>> begin Working data

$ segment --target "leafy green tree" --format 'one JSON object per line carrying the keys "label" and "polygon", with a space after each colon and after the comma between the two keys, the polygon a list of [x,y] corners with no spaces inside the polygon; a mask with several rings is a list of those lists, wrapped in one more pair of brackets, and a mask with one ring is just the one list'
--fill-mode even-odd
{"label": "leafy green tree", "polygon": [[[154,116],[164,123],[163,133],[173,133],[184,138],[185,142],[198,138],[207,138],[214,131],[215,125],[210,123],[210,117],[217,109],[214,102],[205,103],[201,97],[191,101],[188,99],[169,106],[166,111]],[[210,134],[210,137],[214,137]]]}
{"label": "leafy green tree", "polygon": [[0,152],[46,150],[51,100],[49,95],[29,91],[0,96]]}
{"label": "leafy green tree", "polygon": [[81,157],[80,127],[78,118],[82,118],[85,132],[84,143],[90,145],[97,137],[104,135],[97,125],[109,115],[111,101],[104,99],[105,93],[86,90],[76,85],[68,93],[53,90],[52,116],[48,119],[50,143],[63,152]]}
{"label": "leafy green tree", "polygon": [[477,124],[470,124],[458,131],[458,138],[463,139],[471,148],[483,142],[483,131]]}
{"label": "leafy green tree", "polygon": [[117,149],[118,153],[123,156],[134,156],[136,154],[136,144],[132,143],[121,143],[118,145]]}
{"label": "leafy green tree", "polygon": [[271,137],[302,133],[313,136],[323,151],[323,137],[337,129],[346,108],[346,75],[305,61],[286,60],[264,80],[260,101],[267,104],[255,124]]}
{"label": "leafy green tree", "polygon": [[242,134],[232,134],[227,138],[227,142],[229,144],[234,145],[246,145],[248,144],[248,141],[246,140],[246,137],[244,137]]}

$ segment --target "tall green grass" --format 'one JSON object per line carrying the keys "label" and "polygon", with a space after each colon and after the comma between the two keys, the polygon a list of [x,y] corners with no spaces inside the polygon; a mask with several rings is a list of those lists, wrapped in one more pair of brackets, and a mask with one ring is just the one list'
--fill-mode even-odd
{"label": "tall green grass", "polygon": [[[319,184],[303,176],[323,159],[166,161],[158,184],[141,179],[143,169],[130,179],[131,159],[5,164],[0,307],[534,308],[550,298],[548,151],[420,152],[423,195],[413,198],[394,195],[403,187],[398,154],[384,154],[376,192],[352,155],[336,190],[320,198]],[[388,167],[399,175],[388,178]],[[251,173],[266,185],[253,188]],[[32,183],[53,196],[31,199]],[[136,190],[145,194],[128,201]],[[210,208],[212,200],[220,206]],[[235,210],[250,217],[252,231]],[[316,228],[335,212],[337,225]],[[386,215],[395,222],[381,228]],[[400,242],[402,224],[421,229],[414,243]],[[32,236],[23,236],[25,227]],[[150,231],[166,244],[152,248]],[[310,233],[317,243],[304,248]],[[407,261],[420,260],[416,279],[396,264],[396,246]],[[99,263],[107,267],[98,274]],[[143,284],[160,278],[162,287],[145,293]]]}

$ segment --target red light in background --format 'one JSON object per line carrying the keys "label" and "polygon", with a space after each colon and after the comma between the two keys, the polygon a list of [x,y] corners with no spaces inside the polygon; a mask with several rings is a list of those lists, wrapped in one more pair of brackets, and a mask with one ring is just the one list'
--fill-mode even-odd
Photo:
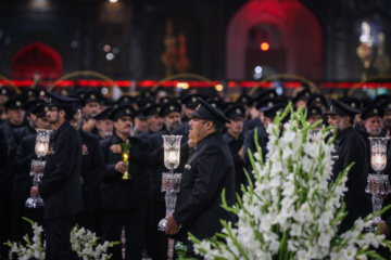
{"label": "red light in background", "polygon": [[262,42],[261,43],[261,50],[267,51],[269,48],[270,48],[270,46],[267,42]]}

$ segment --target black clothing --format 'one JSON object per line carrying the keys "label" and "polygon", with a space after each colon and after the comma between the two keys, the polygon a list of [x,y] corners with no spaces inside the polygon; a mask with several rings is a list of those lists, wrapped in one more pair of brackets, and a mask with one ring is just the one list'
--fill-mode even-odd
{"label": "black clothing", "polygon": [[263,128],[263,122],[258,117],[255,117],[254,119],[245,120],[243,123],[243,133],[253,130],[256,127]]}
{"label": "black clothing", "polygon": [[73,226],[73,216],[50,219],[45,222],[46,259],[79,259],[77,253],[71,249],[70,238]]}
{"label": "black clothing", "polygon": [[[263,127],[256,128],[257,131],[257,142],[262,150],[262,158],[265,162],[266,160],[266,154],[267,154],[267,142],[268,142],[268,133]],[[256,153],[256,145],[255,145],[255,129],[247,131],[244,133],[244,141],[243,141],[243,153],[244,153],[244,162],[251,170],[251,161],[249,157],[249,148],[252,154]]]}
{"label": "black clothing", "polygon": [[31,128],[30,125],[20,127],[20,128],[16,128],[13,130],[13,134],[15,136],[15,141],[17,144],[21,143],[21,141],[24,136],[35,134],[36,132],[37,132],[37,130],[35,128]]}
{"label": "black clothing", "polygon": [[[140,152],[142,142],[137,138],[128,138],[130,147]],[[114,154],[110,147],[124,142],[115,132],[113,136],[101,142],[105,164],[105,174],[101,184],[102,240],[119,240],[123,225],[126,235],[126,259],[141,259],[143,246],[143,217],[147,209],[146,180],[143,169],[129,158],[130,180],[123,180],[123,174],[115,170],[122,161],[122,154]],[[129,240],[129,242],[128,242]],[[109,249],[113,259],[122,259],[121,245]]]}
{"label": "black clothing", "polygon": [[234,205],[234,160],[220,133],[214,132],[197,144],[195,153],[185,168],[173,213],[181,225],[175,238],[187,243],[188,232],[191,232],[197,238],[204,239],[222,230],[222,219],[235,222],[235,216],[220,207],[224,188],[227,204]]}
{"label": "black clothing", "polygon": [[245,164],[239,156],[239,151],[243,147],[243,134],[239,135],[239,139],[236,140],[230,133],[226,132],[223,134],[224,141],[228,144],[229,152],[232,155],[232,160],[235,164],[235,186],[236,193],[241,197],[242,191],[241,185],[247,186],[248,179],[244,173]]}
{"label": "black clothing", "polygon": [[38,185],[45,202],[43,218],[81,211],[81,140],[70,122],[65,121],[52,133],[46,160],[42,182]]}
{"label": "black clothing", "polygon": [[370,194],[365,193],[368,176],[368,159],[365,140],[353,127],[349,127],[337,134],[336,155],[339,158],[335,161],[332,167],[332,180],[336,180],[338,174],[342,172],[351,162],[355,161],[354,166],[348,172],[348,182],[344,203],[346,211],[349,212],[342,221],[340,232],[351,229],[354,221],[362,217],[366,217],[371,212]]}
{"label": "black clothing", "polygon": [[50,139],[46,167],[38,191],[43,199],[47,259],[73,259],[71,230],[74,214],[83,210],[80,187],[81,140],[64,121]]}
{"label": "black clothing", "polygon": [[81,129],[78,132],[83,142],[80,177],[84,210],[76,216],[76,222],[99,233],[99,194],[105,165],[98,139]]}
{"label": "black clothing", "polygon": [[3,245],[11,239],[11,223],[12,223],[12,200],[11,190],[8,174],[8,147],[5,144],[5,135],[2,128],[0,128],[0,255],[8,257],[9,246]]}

>> end Working data

* [What is required]: Count the lines in the entries above that contain the string "background", treating uppercase and lowercase as different. Reply with the number only.

* [Solution to this task]: 2